# EXTRAIT DE TEXTE
------------------------

Barcelona, 24 septembre 2011- Morante, Juli, Manzanares/Nunez del Cuvillo
Nos dernières corridas à Barcelone. C’est étrange, il est rare de savoir que l’on fait quelque chose pour la dernière fois. Le dernier baiser, on ne le sait qu’après. Notre dernier jour, on ne le sait jamais. Et nous voilà ici à la Monumental en sachant que l’on n’y reviendra plus. Etre ici, pour cette corrida de toros, la dernière depuis six siècles dit-on – les archives générales du royaume d’Aragon signaleraient les premiers spectacles taurins à Barcelone sous Jean Ier en 1387-, c’est un peu assister à son propre enterrement. On l’imagine quelque fois, non ? les jours de vanité, entre voyeurisme et complaisance à soi… «Comment vont se comporter les proches et les amis ? Et les autres, seront-ils dignes de l’événement ? Et ce salaud, osera-t-il venir ? »
En tout cas, nous y sommes, et les trois toreros aussi. On a bien tâtonné un peu pour trouver notre juste place – ce n’est pas si simple d’assister à son propre enterrement- mais la flamme était vive, et nous nous sommes beaucoup réconfortés les uns aux autres.
D’abord, le paseo fut de feu et nos applaudissements chargés de toute l’énergie des applaudissements à venir dont on nous prive ; on a applaudi les toreros, mais aussi les monosabios et jusqu’aux mules de l’arrastre, on a applaudi le palco quand le président s’est levé, puis l’agualzil quand il a jeté pour la dernière fois la clé du toril au gardien. Et ces applaudissements étaient interminables, pour différer l’échéance.
En fin de paseo, les toreros sortent en piste pour saluer le public et qui n’a pas vu à cet instant Morante, Juli et Manzanares, en los medios, inviter leurs cuadrillas à les rejoindre, douze hommes montera en main, dans une fraternité d’armes de défaites héroïques, ne peut rien savoir de nos larmes commotionnées. « Libertad ! » « Libertad ! » scandait la foule, sans vouloir s’arrêter, « Libertad ! » « Libertad ! » face aux monteras levées, « Libertad ! », « Libertad ! ». Puis, le silence revenu, une autre voix depuis les tendidos : « Viva Catalunya ! » et tous les autres de reprendre, à l’espagnole : « Viva ! ». On applaudissait et on pleurait. D’émotion et d’impuissance. C’était beau et pathétique, un dernier cri d’assiégés qui savent la fin venue.

------------------------

# DONNÉES DU CORPUS
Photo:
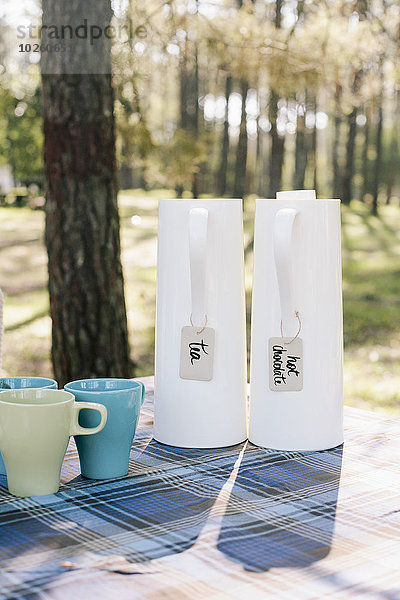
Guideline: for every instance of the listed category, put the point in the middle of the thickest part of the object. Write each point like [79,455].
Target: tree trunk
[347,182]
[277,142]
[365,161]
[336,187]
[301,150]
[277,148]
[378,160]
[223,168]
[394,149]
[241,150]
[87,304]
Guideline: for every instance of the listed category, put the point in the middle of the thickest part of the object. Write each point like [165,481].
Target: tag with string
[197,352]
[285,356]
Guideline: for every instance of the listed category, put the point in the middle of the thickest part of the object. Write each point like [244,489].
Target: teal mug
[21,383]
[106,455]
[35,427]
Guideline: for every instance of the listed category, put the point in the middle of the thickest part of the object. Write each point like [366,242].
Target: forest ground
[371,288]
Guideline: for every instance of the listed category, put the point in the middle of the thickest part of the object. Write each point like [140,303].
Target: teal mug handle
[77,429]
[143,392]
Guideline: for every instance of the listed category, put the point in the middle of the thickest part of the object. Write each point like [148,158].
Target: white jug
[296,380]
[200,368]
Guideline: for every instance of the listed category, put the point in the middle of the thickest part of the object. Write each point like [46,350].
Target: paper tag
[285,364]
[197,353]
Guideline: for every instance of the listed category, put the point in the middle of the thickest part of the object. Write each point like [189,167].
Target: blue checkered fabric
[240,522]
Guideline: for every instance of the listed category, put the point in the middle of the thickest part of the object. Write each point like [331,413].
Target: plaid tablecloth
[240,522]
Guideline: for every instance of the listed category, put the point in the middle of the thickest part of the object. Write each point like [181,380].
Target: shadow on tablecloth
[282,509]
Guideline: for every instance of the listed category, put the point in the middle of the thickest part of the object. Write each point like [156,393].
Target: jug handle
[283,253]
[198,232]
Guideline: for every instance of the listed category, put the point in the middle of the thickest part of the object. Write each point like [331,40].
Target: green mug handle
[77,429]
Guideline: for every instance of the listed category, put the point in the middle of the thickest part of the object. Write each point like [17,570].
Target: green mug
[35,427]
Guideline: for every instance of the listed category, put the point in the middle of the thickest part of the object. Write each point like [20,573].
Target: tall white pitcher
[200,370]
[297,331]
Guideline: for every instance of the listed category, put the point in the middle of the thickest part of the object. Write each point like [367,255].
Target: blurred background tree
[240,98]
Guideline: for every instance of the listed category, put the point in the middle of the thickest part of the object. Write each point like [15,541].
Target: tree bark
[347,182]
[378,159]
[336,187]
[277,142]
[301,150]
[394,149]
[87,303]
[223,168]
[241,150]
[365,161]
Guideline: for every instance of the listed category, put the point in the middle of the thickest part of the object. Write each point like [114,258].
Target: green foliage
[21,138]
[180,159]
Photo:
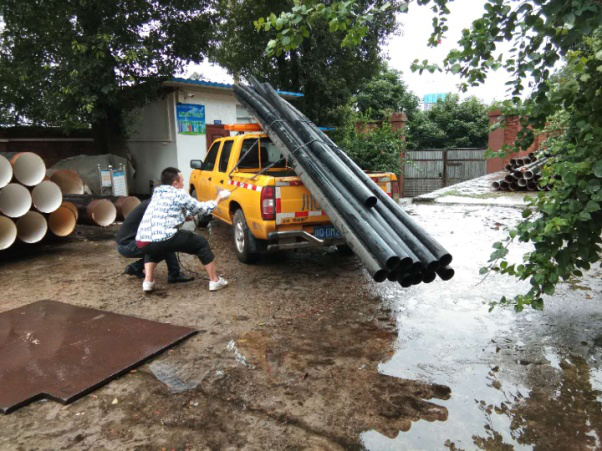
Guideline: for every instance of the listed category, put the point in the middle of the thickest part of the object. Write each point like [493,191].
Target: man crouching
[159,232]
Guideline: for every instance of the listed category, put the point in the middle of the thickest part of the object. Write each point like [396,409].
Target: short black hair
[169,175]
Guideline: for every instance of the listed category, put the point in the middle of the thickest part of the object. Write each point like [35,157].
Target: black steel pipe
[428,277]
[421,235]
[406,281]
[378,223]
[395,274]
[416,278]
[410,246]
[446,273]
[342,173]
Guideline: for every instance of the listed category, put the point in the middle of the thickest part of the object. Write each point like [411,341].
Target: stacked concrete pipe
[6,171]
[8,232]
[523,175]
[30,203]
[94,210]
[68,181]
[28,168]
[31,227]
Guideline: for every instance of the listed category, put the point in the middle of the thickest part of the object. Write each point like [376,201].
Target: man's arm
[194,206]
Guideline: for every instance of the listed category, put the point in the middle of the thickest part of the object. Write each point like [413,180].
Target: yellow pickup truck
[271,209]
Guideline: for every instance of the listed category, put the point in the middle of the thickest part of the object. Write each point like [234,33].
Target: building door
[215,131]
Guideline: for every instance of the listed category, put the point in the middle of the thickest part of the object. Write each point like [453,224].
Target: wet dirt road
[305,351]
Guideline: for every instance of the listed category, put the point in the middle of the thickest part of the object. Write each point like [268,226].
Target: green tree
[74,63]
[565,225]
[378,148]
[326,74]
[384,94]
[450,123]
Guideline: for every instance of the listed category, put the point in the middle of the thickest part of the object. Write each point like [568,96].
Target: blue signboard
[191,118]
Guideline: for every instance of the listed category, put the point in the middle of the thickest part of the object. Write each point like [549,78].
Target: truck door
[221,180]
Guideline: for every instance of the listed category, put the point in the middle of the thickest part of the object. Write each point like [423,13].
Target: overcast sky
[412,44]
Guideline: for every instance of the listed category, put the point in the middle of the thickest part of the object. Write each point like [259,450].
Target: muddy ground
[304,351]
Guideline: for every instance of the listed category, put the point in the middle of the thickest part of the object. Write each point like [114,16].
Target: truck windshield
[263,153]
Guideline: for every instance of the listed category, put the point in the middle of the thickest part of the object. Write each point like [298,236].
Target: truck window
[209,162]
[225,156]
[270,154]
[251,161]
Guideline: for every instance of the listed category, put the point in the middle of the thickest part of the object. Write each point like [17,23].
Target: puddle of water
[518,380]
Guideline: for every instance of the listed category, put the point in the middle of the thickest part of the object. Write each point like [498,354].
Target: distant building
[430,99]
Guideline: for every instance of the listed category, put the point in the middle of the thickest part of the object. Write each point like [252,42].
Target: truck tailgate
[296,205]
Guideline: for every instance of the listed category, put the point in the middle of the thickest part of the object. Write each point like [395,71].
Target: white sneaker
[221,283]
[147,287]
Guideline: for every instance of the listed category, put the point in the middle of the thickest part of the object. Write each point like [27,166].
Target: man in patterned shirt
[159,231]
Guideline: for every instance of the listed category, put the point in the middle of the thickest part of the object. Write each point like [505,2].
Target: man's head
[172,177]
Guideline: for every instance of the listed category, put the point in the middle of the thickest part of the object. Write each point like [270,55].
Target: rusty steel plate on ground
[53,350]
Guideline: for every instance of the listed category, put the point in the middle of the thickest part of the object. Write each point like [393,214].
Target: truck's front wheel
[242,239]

------------------------

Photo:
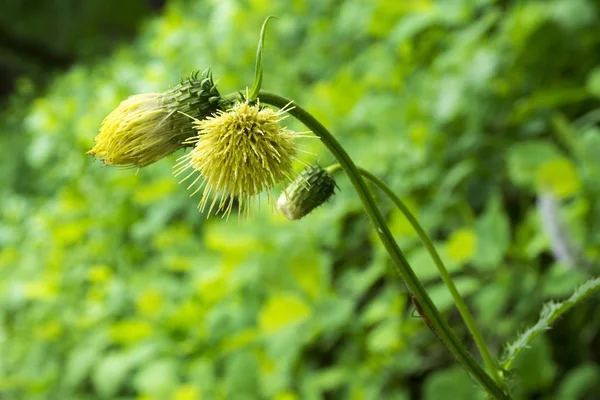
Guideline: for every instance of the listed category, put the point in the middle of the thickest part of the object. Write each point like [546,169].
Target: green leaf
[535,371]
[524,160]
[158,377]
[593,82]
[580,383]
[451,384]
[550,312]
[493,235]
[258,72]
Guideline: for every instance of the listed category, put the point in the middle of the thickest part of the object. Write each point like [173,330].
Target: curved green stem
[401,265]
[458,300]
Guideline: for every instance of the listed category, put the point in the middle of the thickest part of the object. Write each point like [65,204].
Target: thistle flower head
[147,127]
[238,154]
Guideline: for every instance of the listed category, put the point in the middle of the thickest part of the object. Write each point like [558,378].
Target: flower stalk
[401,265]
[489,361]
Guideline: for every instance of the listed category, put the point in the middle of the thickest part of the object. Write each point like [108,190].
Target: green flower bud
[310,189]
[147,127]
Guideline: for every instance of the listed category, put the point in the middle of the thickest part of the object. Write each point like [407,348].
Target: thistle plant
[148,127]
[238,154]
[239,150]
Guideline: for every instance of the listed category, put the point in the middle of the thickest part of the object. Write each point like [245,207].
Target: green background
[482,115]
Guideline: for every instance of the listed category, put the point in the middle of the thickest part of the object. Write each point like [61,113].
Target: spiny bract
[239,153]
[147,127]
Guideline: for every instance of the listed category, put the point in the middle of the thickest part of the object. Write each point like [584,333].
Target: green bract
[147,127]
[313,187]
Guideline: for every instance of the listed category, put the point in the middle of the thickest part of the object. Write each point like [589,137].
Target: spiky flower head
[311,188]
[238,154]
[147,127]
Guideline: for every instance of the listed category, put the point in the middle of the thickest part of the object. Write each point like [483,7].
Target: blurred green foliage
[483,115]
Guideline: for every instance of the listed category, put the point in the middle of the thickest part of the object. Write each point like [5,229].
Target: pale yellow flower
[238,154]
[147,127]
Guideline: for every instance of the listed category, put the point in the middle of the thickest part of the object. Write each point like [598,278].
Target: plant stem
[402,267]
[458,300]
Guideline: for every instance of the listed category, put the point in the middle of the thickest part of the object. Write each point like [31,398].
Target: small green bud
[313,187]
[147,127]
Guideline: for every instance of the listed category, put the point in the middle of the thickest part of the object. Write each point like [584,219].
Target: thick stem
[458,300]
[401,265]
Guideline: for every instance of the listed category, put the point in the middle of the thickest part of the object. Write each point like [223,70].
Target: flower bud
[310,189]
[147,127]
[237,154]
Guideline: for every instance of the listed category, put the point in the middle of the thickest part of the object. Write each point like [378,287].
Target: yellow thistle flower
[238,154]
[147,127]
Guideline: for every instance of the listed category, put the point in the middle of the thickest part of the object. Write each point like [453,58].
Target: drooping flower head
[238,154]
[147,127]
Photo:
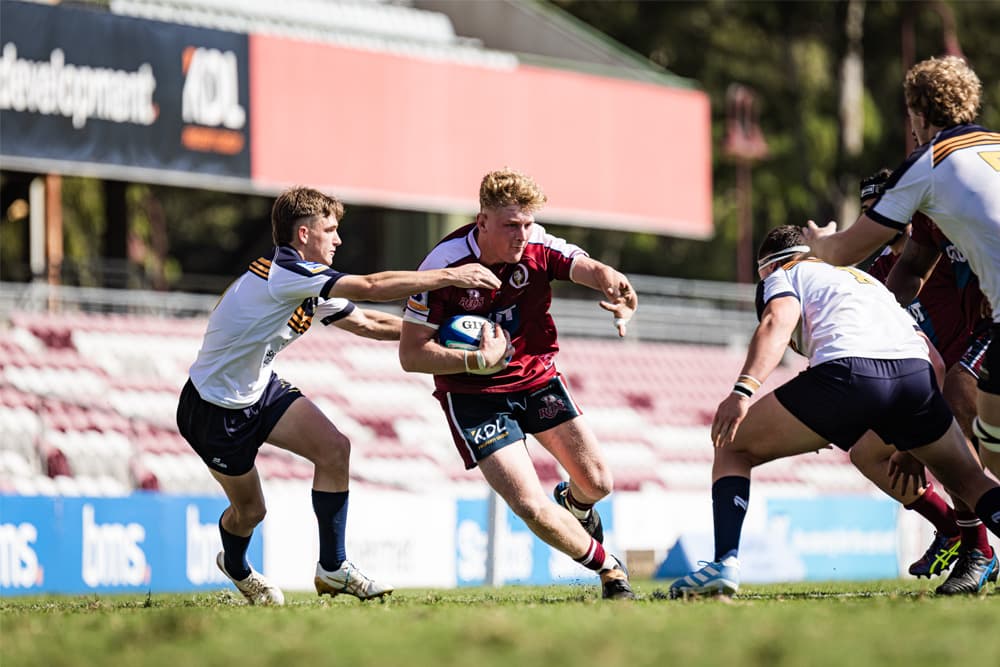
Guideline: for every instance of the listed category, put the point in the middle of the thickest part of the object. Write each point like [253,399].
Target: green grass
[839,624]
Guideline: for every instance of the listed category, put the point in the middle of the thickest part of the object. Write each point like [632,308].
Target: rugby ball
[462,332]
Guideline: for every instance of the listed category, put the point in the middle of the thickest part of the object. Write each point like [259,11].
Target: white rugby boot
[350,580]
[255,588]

------------------------

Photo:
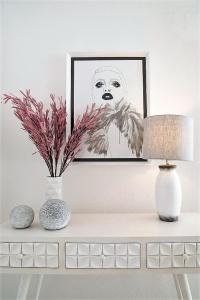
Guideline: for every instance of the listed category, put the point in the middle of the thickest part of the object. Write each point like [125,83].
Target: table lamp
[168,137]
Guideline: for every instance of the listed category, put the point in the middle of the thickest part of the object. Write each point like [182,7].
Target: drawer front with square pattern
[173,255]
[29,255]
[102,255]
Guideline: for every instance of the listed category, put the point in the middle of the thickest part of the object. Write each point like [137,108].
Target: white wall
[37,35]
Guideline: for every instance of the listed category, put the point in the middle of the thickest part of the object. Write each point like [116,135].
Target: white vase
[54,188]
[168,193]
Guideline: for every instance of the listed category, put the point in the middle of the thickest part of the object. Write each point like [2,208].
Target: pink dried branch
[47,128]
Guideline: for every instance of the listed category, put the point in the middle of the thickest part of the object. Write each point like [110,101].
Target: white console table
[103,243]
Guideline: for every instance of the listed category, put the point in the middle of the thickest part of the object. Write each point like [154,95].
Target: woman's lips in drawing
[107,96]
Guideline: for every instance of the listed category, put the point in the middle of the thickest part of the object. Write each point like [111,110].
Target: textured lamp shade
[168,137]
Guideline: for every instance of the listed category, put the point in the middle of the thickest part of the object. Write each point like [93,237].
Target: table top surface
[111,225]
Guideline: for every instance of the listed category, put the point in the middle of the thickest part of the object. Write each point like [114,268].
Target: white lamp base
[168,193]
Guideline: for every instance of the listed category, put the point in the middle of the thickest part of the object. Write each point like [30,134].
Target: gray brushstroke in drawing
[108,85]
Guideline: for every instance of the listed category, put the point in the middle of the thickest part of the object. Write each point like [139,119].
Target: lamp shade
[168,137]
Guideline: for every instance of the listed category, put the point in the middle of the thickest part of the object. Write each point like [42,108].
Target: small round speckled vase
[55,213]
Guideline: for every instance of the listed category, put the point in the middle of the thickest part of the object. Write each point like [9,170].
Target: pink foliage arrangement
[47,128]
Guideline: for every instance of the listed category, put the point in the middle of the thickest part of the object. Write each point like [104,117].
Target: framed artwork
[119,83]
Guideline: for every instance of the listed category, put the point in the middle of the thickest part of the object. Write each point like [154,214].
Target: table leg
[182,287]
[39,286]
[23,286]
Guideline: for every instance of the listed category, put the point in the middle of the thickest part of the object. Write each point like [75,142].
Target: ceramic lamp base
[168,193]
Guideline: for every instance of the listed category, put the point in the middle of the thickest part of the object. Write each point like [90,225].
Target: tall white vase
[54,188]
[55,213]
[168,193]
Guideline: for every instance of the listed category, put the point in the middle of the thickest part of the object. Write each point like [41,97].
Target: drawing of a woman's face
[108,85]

------------------------

# EXERCICES À FAIRE
1. Selon l'extrait sur la dernière corrida de Barcelone, en quelle année les archives générales du royaume d'Aragon signaleraient-elles les premiers spectacles taurins dans la ville ?
2. Citez tous les toreros nommés dans l'extrait sur la dernière corrida de Barcelone.
Ces lignes n'ont aucun rapport avec l'extrait sur la dernière corrida de Barcelone.

# CORRIGÉ DES EXERCICES
1. En 1387, sous Jean Ier.

2. Morante, Juli et Manzanares.